**Problem details**: The records should be copied out again with no alteration.

**Supplied information**:
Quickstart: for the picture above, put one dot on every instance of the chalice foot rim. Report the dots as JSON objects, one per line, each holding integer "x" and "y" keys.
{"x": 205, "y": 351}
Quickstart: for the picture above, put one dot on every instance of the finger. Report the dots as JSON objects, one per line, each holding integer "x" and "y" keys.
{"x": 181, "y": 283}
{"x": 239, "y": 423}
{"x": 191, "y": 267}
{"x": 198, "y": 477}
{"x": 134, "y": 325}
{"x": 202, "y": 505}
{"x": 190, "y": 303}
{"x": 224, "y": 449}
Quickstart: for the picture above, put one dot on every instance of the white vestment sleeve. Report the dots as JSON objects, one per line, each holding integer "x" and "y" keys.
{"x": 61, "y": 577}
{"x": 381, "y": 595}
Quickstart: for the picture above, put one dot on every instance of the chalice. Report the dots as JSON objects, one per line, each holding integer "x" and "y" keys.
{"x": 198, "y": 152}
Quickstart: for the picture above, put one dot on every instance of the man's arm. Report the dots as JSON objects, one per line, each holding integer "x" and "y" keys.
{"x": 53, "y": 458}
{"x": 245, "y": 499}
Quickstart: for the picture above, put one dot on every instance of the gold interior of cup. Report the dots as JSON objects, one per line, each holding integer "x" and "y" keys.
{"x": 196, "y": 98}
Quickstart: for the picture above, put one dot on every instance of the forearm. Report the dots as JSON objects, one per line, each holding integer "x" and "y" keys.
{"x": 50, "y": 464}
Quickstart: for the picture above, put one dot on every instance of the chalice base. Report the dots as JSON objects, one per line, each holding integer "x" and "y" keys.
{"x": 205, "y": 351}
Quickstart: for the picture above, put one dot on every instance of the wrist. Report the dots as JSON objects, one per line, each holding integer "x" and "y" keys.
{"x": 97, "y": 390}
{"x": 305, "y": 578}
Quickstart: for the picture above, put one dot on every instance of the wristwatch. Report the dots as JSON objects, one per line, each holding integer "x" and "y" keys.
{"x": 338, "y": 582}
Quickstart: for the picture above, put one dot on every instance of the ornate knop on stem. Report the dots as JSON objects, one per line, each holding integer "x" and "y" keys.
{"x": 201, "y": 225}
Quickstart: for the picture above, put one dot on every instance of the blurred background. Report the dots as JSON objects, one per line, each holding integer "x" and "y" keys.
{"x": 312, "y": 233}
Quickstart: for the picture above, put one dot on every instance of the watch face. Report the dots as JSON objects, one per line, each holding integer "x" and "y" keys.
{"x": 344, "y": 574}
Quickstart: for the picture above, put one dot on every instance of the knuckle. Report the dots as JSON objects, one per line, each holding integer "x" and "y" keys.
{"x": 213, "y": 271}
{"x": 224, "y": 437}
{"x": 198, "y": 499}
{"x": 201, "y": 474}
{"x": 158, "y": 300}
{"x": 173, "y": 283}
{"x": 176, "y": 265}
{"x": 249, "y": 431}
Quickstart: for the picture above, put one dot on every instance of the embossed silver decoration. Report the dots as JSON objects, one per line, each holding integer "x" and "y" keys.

**Answer to this task**:
Quickstart: for the picture above, put one dot on every instance of the chalice foot rim. Report the dots as JSON objects, one per line, each holding integer "x" and "y" keys.
{"x": 205, "y": 351}
Quickstart: for the picture above, put one dot on every instance of the finger. Report the dots as JSON objects, one per line, each holding integer "x" and "y" keys.
{"x": 181, "y": 283}
{"x": 239, "y": 423}
{"x": 191, "y": 267}
{"x": 198, "y": 477}
{"x": 134, "y": 325}
{"x": 202, "y": 505}
{"x": 190, "y": 303}
{"x": 224, "y": 449}
Quickstart: for the picture above, put one dot on every instance of the white vestment sleeve. Report the dots as JSON objects, one per line, each holding integer "x" and "y" keys.
{"x": 61, "y": 577}
{"x": 381, "y": 595}
Quickstart: for the picture above, put one dot on every instance of the chalice. Report the dots as JSON objects, one per line, each holding integer "x" and "y" keys.
{"x": 198, "y": 152}
Quickstart: for the picture above, put one dot on every instance of the man's arm. Report the dots as JSON objects, one per line, each holding integer "x" and "y" keys.
{"x": 53, "y": 458}
{"x": 245, "y": 499}
Quickstart: for the picture above, put one dot on every instance of the gold interior of cup. Report the dots as JSON objects, one per line, each holding integer "x" and "y" keys.
{"x": 196, "y": 98}
Quickstart: for the picture above, put one dot on every instance of the forearm. Report the dots as JSON objects, one per line, each holding integer "x" and "y" keys.
{"x": 50, "y": 464}
Quickstart: for the picture above, put one dot on every instance of the chalice base. Report the dots as JSON objects, one per line, each holding integer "x" and "y" keys.
{"x": 205, "y": 351}
Quickstart: for the picture above, put one dot on every instance of the wrist. Report the dots as JSON objects, one per line, each holding integer "x" and "y" keys.
{"x": 97, "y": 390}
{"x": 305, "y": 578}
Quickstart: for the picture above, put one dot on every instance of the wristwatch. Report the dots as JSON objects, one per line, each holding integer "x" and "y" keys.
{"x": 338, "y": 582}
Quickstart: for the picture above, put one dot on every instance of the ornate knop on stem. Report the dots as JSON objects, one per line, each holding integer "x" and "y" keys.
{"x": 201, "y": 225}
Quickstart: for the picture above, put one dot on every instance of the blurred background. Report the dots as JSON objects, one per line, each holding integer "x" and "y" keys.
{"x": 312, "y": 233}
Quickstart: for the picture above, put one dot on every instance of the watch face. Report the dots as JSON objects, one per line, each holding integer "x" and "y" keys.
{"x": 344, "y": 574}
Quickstart: for the picture above, put one dot on every instance of the knuckle. Report the dots as JSON objects, one per line, each holding integer "x" and "y" keys.
{"x": 213, "y": 271}
{"x": 224, "y": 437}
{"x": 198, "y": 499}
{"x": 201, "y": 474}
{"x": 158, "y": 300}
{"x": 173, "y": 283}
{"x": 176, "y": 265}
{"x": 249, "y": 431}
Quickstart: for the picture above, put one dot on every instance of the embossed silver decoration. Report the dots as JSON objects, one per line, each holding integer "x" and "y" keys.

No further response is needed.